Although Mr. Khan’s assertions have been criticized for their hyperbole, many Indian Muslims do feel discriminated against by the central government, which has often watched on as Hindu citizens have violently targeted them.
Mr. Khan’s interview with The Times was his first with an international news organization aimed at publicizing his anger over what is happening in Kashmir — and it appeared to reflect his frustration at what he views as India’s intransigence.
Indian officials have described their new policy on Kashmir as a legal and internal matter that was part of an effort to improve the region’s economic prospects. They have said the deployment of armed forces was precautionary, preventive and temporary.
Echoing what he and his subordinates have said on social media and in Pakistani news outlets, Mr. Khan described Mr. Modi as a fascist and Hindu supremacist who intends to eradicate Kashmir’s mostly Muslim population and populate the region with Hindus.
“The most important thing is that eight million people’s lives are at risk. We are all worried that there is ethnic cleansing and genocide about to happen,” Mr. Khan said.
Such accusations have been dismissed as absurd by Mr. Modi’s government.
Mr. Khan spoke to The Times a day after he said he had spoken by phone with President Trump and told him of a “potentially very explosive situation” between his country and India.
Last month, Mr. Khan visited Washington and met with Mr. Trump, who said he would be willing to mediate the conflict. His offer was welcomed by Mr. Khan but has not been accepted by India.
Mr. Trump reiterated his offer on Tuesday, telling NBC News: “I’ll do the best I can to mediate or do something.”
Mr. Khan expressed concern that India might undertake a deceptive “false-flag operation” in Kashmir to try to justify military action against Pakistan. And Pakistan, he said, would be forced to respond.
“And then you are looking at two nuclear-armed countries eyeball to eyeball, and anything can happen,” he said.
“My worry is that this can escalate and for two nuclear-armed countries, it should be alarming for the world what we are facing now.”
Mr. Khan’s warnings of a wider nuclear conflagration reprised comments from Islamabad shortly after Indian warplanes infiltrated Pakistani airspace in March. Indian government officials have dismissed such warnings, claiming that Pakistan is using the threat of nuclear war to push the international community to mediate and force India into talks.

□ □ □ □ □

# [Task brief]
According to the news excerpt on Kashmir, how have Indian officials described the deployment of armed forces?

[Collected data entries]

□ □ □ □ □

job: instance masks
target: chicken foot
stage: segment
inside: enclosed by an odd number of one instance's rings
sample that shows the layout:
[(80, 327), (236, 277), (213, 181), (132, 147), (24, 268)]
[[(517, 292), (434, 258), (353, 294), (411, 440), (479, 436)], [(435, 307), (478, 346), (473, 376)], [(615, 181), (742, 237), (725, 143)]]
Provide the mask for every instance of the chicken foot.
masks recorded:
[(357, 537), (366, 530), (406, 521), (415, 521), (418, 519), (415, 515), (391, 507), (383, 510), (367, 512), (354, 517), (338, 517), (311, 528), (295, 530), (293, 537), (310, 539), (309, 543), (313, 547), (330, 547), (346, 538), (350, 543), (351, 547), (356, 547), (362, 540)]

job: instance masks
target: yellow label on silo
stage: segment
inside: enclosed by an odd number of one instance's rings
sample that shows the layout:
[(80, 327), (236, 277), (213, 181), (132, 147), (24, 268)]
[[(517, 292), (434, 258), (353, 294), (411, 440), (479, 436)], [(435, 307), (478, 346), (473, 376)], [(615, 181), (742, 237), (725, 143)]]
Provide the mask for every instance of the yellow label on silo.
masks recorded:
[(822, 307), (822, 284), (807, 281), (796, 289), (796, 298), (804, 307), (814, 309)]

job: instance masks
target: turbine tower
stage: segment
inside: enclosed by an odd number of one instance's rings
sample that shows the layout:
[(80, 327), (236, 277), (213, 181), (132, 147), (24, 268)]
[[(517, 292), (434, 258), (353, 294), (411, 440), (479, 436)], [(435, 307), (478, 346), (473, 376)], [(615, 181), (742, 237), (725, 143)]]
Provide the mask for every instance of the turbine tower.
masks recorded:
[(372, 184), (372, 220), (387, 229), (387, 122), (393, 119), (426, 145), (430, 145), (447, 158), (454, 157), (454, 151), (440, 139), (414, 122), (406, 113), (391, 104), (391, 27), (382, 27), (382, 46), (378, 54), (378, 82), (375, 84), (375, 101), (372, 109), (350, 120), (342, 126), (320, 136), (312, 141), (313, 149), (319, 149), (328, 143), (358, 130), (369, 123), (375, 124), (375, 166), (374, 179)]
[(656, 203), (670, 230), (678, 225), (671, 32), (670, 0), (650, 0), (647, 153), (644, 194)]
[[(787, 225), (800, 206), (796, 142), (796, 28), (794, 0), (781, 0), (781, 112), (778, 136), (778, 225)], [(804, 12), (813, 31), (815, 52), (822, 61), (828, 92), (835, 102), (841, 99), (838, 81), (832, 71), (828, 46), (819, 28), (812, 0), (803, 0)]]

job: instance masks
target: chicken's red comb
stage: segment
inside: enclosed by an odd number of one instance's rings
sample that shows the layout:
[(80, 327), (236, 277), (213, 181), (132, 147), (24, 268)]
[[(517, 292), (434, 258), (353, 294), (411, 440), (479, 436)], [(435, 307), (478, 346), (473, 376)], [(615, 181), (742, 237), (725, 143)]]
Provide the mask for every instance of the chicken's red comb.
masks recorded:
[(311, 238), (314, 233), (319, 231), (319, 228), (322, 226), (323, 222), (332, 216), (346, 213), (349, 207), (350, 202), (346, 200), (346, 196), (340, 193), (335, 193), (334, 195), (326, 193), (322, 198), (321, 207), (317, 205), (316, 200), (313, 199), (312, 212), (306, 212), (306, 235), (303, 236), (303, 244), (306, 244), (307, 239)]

□ □ □ □ □

# [Reply]
They have described it as precautionary, preventive and temporary.